>>>

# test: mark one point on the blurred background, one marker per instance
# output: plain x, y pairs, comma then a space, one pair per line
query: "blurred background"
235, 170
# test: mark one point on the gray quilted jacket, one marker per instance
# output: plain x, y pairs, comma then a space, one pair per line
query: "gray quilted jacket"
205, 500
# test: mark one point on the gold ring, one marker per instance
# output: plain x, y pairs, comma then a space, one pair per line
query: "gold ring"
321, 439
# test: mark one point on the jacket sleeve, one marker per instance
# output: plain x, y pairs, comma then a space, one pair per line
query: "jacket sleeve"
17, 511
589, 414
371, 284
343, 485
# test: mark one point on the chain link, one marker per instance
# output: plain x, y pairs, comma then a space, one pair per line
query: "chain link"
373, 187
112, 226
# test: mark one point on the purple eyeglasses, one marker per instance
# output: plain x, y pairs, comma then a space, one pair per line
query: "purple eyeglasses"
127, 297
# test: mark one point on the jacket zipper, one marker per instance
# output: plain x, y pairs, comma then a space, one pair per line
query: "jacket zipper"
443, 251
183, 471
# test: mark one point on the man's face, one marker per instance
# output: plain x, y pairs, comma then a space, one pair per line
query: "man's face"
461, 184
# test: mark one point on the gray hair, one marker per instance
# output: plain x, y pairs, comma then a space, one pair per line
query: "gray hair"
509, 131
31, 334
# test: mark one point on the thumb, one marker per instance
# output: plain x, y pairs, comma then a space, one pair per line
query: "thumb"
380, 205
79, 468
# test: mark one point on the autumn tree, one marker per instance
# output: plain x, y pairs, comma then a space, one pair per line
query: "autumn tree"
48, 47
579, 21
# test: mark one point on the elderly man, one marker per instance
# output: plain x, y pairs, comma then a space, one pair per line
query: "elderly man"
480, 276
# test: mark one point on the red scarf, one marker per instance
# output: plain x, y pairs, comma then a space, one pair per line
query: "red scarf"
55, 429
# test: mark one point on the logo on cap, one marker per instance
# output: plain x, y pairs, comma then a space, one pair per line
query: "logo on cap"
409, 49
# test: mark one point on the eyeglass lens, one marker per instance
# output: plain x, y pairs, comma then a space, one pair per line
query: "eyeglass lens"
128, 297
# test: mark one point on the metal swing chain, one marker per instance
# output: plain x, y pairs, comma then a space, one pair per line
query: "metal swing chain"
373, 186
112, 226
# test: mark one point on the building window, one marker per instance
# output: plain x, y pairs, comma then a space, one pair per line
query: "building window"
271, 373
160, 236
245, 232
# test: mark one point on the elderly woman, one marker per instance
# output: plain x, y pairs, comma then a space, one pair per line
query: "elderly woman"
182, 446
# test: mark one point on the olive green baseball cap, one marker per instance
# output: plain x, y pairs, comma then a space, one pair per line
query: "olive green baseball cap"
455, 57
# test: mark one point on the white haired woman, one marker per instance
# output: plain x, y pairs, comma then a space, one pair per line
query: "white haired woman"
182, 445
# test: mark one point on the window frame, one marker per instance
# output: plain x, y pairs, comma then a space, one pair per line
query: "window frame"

<<<

=== GIVEN EXERCISE ===
Take the lines above from the one holding "# test: mark one point on the thumb, one" to the last and output them exactly.

=== TASK OUTPUT ===
# test: mark one point on the thumb, one marker per instance
# output: plain x, y pairs, comma then a space, one pair per line
query: "thumb"
380, 205
79, 468
# test: mark one point on the autumn tree, one marker per instance
# output: plain x, y pairs, comma then a space, one pair per line
query: "autumn tree"
48, 47
579, 21
# test: mark one point on the elderly man, one marker per instance
# output: plain x, y pairs, comma then a space, one pair per line
query: "elderly man"
480, 276
# test: mark one point on the red scarf, one marker per instance
# output: plain x, y pairs, comma then a space, one pair per line
query: "red scarf"
55, 429
# test: mark one point on the logo on cap, one marker per instance
# output: plain x, y pairs, comma then a space, one pair per line
query: "logo on cap"
409, 49
# test: mark one point on the eyeglass lens, one marker per instance
# output: plain x, y pairs, comma then a space, one pair per line
query: "eyeglass lens"
128, 297
# test: mark one point on the metal swing chain, one marker per instance
# output: plain x, y pairs, comma then a space, one pair per line
query: "metal swing chain"
373, 186
112, 226
# test: mark one point on the building window, one marker per instance
# output: plain x, y pairs, comma then a space, one pair per line
query: "building window"
271, 373
160, 236
245, 232
# test: mark one point on the elderly woman, one marker per instance
# output: plain x, y pairs, comma then a space, one pair per line
query: "elderly woman"
182, 446
# test: mark one point on the olive green baseball cap, one marker per instance
# output: plain x, y pairs, comma then a space, one pair per line
query: "olive green baseball cap"
455, 57
# test: mark one point on the white haired woman, one marker per instance
# output: plain x, y pairs, comma then a space, one pair per line
query: "white haired woman"
182, 445
# test: mark one point on the window frame, one marker per instance
# output: plain x, y pairs, comma then a space, one pair per line
query: "window frame"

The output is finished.